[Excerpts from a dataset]
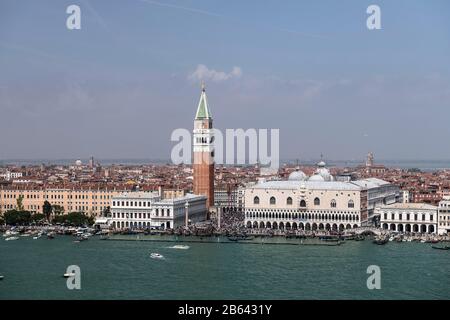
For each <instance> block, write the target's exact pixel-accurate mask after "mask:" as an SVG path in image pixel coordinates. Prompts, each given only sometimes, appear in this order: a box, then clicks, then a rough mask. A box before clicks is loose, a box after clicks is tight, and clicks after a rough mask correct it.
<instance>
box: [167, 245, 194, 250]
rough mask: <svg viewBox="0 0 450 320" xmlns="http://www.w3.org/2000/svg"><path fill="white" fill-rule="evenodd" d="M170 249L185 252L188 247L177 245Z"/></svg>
mask: <svg viewBox="0 0 450 320" xmlns="http://www.w3.org/2000/svg"><path fill="white" fill-rule="evenodd" d="M170 248H172V249H179V250H187V249H189V246H185V245H182V244H177V245H174V246H172V247H170Z"/></svg>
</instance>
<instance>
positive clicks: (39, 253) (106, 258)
mask: <svg viewBox="0 0 450 320" xmlns="http://www.w3.org/2000/svg"><path fill="white" fill-rule="evenodd" d="M131 237H132V236H130V239H132V238H131ZM73 240H74V238H73V237H70V236H59V237H57V238H56V239H53V240H48V239H46V238H44V237H42V238H41V239H38V240H33V239H32V238H30V237H20V239H19V240H16V241H5V240H4V239H3V238H0V275H3V276H5V278H4V279H3V280H1V281H0V299H208V300H210V299H449V298H450V250H448V251H442V250H434V249H432V248H431V246H430V244H423V243H388V244H387V245H384V246H377V245H374V244H372V243H371V241H369V240H366V241H359V242H356V241H347V242H346V243H345V244H343V245H341V246H307V245H269V244H264V245H261V244H239V243H182V242H178V243H176V244H185V245H189V249H188V250H176V249H173V248H170V246H173V245H174V244H175V243H170V242H155V241H114V240H106V241H105V240H100V239H98V238H91V239H90V240H88V241H84V242H81V243H74V242H73ZM152 252H158V253H160V254H162V255H164V257H165V259H163V260H162V259H152V258H150V253H152ZM69 265H78V266H79V267H80V268H81V290H68V289H67V287H66V281H67V280H66V279H64V278H63V277H62V275H63V274H64V273H65V272H66V268H67V266H69ZM369 265H378V266H379V267H380V268H381V289H380V290H368V289H367V286H366V281H367V278H368V276H369V275H368V274H367V273H366V269H367V267H368V266H369Z"/></svg>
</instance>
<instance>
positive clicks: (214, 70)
mask: <svg viewBox="0 0 450 320" xmlns="http://www.w3.org/2000/svg"><path fill="white" fill-rule="evenodd" d="M241 76H242V70H241V68H239V67H233V69H232V70H231V72H229V73H226V72H224V71H217V70H214V69H208V67H207V66H205V65H204V64H199V65H198V66H197V69H196V70H195V71H194V72H193V73H192V74H191V75H190V76H189V79H190V80H192V81H201V80H212V81H215V82H220V81H226V80H229V79H232V78H240V77H241Z"/></svg>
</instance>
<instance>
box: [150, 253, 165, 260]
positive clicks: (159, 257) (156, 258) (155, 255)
mask: <svg viewBox="0 0 450 320" xmlns="http://www.w3.org/2000/svg"><path fill="white" fill-rule="evenodd" d="M150 258H153V259H164V256H163V255H162V254H159V253H151V254H150Z"/></svg>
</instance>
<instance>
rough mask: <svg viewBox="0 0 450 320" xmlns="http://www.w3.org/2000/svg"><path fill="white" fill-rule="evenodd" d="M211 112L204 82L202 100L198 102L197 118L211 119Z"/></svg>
mask: <svg viewBox="0 0 450 320" xmlns="http://www.w3.org/2000/svg"><path fill="white" fill-rule="evenodd" d="M211 118H212V116H211V112H210V111H209V108H208V100H207V99H206V90H205V83H204V82H202V94H201V96H200V101H199V102H198V107H197V113H196V114H195V119H196V120H197V119H211Z"/></svg>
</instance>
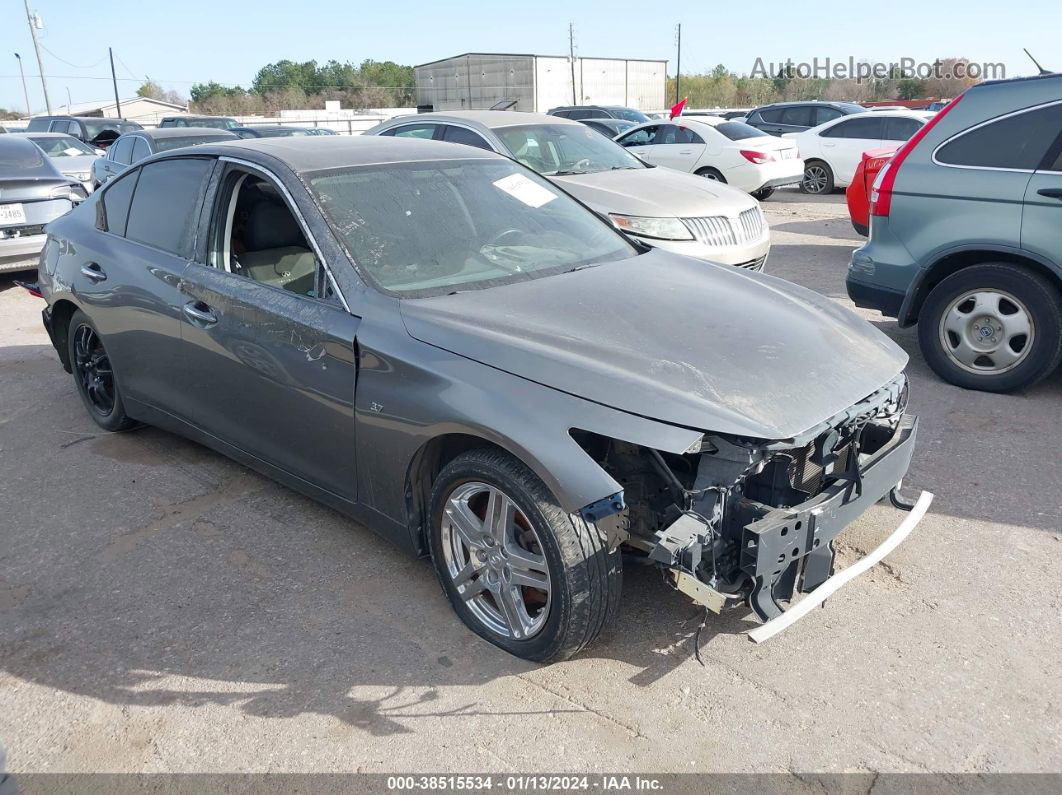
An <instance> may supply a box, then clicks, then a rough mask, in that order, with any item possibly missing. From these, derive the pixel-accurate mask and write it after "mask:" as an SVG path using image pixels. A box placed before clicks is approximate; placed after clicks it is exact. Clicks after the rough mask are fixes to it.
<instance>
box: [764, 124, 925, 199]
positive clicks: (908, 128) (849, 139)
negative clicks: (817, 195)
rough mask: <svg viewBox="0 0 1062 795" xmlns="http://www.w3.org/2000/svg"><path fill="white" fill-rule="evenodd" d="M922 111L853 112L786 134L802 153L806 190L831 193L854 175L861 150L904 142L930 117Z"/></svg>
mask: <svg viewBox="0 0 1062 795" xmlns="http://www.w3.org/2000/svg"><path fill="white" fill-rule="evenodd" d="M932 116H933V115H932V114H930V113H927V111H925V110H881V111H879V113H873V114H852V115H851V116H842V117H841V118H840V119H834V120H833V121H827V122H826V123H825V124H820V125H819V126H817V127H811V128H810V129H805V131H804V132H803V133H786V134H785V135H784V136H783V138H785V139H788V140H791V141H795V143H797V146H798V148H799V149H800V152H801V155H803V156H804V178H803V180H802V182H801V190H803V191H804V192H805V193H830V192H832V191H833V190H834V188H846V187H847V186H849V185H851V184H852V179H853V178H854V177H855V173H856V167H858V166H859V161H860V160H861V159H862V153H863V152H867V151H868V150H872V149H878V148H879V146H891V145H895V144H896V143H897V142H902V141H906V140H907V139H908V138H910V137H911V136H912V135H914V134H915V133H917V132H918V131H919V129H921V128H922V125H923V124H925V123H926V122H927V121H928V120H929V119H931V118H932Z"/></svg>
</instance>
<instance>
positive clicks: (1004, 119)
mask: <svg viewBox="0 0 1062 795" xmlns="http://www.w3.org/2000/svg"><path fill="white" fill-rule="evenodd" d="M1060 133H1062V103H1060V104H1057V105H1050V106H1049V107H1042V108H1040V109H1038V110H1027V111H1026V113H1023V114H1017V115H1016V116H1010V117H1007V118H1005V119H1000V120H999V121H993V122H990V123H988V124H986V125H984V126H982V127H977V128H976V129H973V131H971V132H969V133H965V134H960V135H959V136H957V137H955V138H953V139H952V140H950V141H948V142H947V143H945V144H944V145H943V146H941V148H940V149H939V150H937V155H936V158H937V161H938V162H942V163H944V165H946V166H972V167H975V168H982V169H1022V170H1026V171H1033V170H1035V169H1038V168H1040V165H1041V163H1042V162H1043V160H1044V157H1045V156H1046V155H1047V150H1048V149H1050V146H1051V144H1052V143H1054V142H1055V139H1056V138H1058V136H1059V134H1060Z"/></svg>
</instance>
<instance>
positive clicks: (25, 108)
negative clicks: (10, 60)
mask: <svg viewBox="0 0 1062 795" xmlns="http://www.w3.org/2000/svg"><path fill="white" fill-rule="evenodd" d="M15 57H16V58H18V73H19V74H21V75H22V96H23V97H25V118H27V119H29V118H30V117H31V116H33V108H31V107H30V90H29V89H28V88H27V87H25V70H24V69H22V56H21V55H19V54H18V53H17V52H16V53H15Z"/></svg>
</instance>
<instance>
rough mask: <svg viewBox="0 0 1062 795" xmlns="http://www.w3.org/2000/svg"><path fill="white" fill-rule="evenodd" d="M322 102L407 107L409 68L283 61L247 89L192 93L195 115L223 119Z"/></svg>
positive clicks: (210, 82) (192, 101)
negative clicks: (322, 63)
mask: <svg viewBox="0 0 1062 795" xmlns="http://www.w3.org/2000/svg"><path fill="white" fill-rule="evenodd" d="M326 100H339V101H340V102H341V103H342V106H343V107H353V108H356V109H364V108H372V107H410V106H412V105H413V104H415V90H414V77H413V67H411V66H402V65H401V64H396V63H394V62H393V61H382V62H380V61H372V59H365V61H362V62H361V63H360V64H357V65H355V64H352V63H343V64H341V63H340V62H338V61H329V62H327V63H325V64H322V65H318V62H315V61H306V62H303V63H297V62H294V61H287V59H286V61H278V62H276V63H275V64H267V65H265V66H263V67H262V68H261V69H259V70H258V73H257V74H255V77H254V80H253V81H252V83H251V86H250V88H243V87H241V86H223V85H221V84H220V83H216V82H213V81H211V82H209V83H196V84H195V85H193V86H192V88H191V109H192V110H193V111H195V113H201V114H215V115H223V116H245V115H251V114H272V113H276V111H278V110H286V109H288V110H297V109H303V108H321V107H323V105H324V102H325V101H326Z"/></svg>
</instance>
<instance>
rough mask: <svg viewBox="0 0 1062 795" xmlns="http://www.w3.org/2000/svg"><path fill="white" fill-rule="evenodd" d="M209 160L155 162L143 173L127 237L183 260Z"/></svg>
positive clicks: (130, 217) (129, 220)
mask: <svg viewBox="0 0 1062 795" xmlns="http://www.w3.org/2000/svg"><path fill="white" fill-rule="evenodd" d="M210 162H211V161H210V160H205V159H190V158H189V159H182V160H162V161H161V162H153V163H149V165H148V166H144V167H143V168H141V169H140V179H139V180H138V182H137V186H136V193H135V194H134V196H133V204H132V206H131V207H130V214H129V222H127V224H126V227H125V237H126V238H129V239H130V240H135V241H137V242H138V243H144V244H147V245H150V246H154V247H155V248H161V249H162V250H164V252H169V253H170V254H175V255H178V256H183V255H184V254H185V248H186V246H185V243H186V241H187V240H188V239H189V232H190V231H191V229H192V226H193V225H194V224H195V221H196V215H195V207H196V205H198V204H199V194H200V188H201V187H202V186H203V180H204V178H205V177H206V175H207V172H208V171H209V169H210Z"/></svg>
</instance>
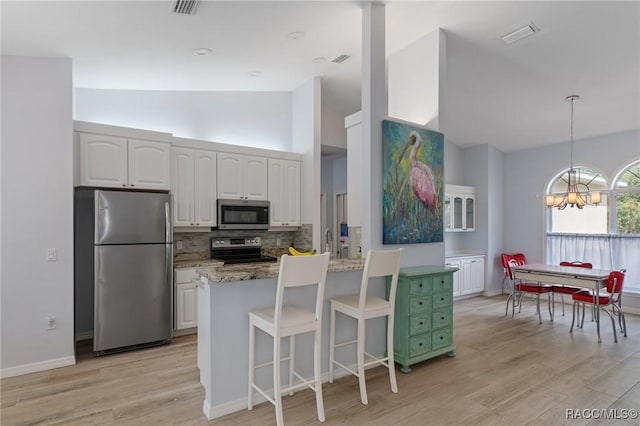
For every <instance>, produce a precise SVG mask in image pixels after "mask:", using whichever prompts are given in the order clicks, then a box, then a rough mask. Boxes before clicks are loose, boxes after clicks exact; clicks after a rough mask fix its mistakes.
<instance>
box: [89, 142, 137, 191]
mask: <svg viewBox="0 0 640 426" xmlns="http://www.w3.org/2000/svg"><path fill="white" fill-rule="evenodd" d="M77 137H78V139H79V141H80V185H82V186H104V187H110V188H122V187H126V186H127V185H128V180H127V177H128V172H127V168H128V165H127V140H126V139H125V138H118V137H113V136H104V135H92V134H87V133H78V135H77Z"/></svg>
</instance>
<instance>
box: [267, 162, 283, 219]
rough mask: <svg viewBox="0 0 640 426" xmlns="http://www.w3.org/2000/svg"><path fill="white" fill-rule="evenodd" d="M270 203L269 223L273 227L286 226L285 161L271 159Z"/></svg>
mask: <svg viewBox="0 0 640 426" xmlns="http://www.w3.org/2000/svg"><path fill="white" fill-rule="evenodd" d="M268 180H269V201H270V202H271V207H270V209H269V214H270V215H271V217H270V219H269V222H270V224H271V226H284V224H285V219H284V206H283V198H284V193H285V188H284V185H283V182H284V181H285V166H284V162H283V160H277V159H272V158H270V159H269V178H268Z"/></svg>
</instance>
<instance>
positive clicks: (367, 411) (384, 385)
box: [0, 296, 640, 426]
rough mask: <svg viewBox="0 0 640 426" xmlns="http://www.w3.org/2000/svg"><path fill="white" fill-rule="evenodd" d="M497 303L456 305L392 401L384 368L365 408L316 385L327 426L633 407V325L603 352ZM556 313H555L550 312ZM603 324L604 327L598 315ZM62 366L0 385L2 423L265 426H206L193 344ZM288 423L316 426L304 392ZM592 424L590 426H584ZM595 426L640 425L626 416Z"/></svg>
mask: <svg viewBox="0 0 640 426" xmlns="http://www.w3.org/2000/svg"><path fill="white" fill-rule="evenodd" d="M504 300H505V299H504V298H503V297H500V296H499V297H494V298H482V297H479V298H474V299H469V300H464V301H459V302H456V303H455V305H454V318H455V322H454V340H455V345H456V353H457V356H456V357H455V358H448V357H446V356H442V357H438V358H436V359H433V360H429V361H426V362H423V363H420V364H418V365H416V366H414V368H413V371H412V372H411V373H410V374H402V373H400V372H398V387H399V393H397V394H393V393H391V392H390V389H389V380H388V376H387V374H386V370H385V369H381V368H377V369H373V370H369V371H368V372H367V385H368V393H369V405H368V406H363V405H362V404H361V403H360V397H359V392H358V387H357V379H356V378H355V377H345V378H342V379H340V380H337V381H336V382H335V383H333V384H329V383H327V384H325V385H324V386H323V394H324V402H325V413H326V418H327V420H326V423H325V424H327V425H347V424H349V425H525V424H531V425H560V424H597V423H598V422H595V421H592V420H590V419H582V420H568V419H566V409H594V408H615V409H634V408H635V409H638V408H640V407H639V406H640V318H639V317H634V316H631V315H627V328H628V329H629V333H628V334H629V337H627V338H624V337H619V338H618V339H619V343H617V344H616V343H613V336H612V332H611V324H610V323H608V322H605V321H604V320H603V323H602V344H598V342H597V338H596V335H595V325H594V323H592V322H590V321H589V320H588V318H587V320H586V321H585V327H584V329H577V330H574V332H573V334H569V326H570V324H571V314H570V311H568V315H567V316H566V317H564V318H563V317H562V316H561V315H560V314H559V310H558V309H556V314H557V315H556V316H557V318H556V321H555V322H553V323H551V322H549V319H548V316H547V317H546V318H544V317H543V319H544V322H543V324H542V325H539V324H538V320H537V318H536V316H535V308H534V303H533V302H526V304H525V307H524V309H523V312H522V313H521V314H516V317H515V319H511V318H510V317H505V316H504ZM558 308H559V306H558ZM607 321H608V319H607ZM79 352H84V354H81V355H79V356H78V363H77V365H75V366H72V367H65V368H59V369H55V370H50V371H46V372H41V373H34V374H29V375H24V376H20V377H14V378H8V379H4V380H2V381H1V385H2V390H1V395H2V398H1V404H2V405H1V418H0V423H1V424H2V425H36V424H38V425H39V424H55V425H83V426H84V425H109V424H118V425H203V424H212V425H243V426H244V425H271V424H273V423H274V422H275V415H274V409H273V406H272V405H271V404H268V403H265V404H261V405H259V406H257V407H255V408H254V410H253V411H251V412H249V411H247V410H244V411H241V412H238V413H235V414H232V415H229V416H226V417H223V418H221V419H217V420H215V421H211V422H207V420H206V418H205V417H204V415H203V414H202V402H203V399H204V390H203V388H202V387H201V385H200V383H199V379H198V369H197V367H196V341H195V338H194V336H186V337H181V338H176V339H174V342H173V343H172V344H171V345H169V346H164V347H159V348H153V349H146V350H141V351H136V352H129V353H124V354H119V355H112V356H106V357H101V358H93V357H91V356H90V354H88V353H87V351H86V349H84V350H82V349H80V350H79ZM283 401H284V419H285V422H286V423H287V424H288V425H320V422H318V420H317V418H316V411H315V402H314V396H313V394H312V392H311V391H302V392H299V393H296V394H295V395H294V396H293V397H285V398H284V399H283ZM590 422H591V423H590ZM602 424H607V425H610V424H620V425H629V424H635V425H638V424H639V421H638V420H637V419H635V420H631V419H629V420H626V421H622V420H618V421H613V420H606V421H602Z"/></svg>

- WORK TO COMPLETE
Please render the stretch of rows from the very beginning through the line containing "box: [167, 245, 194, 250]", both ends included, as a Markdown table with columns Line and Text, skipping blank lines. Omit the pictures.

- TASK RESULT
| Line | Text |
|---|---|
| 1 | For each <instance> block, write the target's exact pixel-accurate mask after "mask:" as an SVG path in image pixel coordinates. Prompts, each given only sometimes, appear in this order: a box, then clicks, then a rough mask. A box before clicks is loose, a box after clicks is tight, and clicks after a rough mask correct it. |
| 2 | <instance> |
| 3 | box: [167, 245, 194, 250] |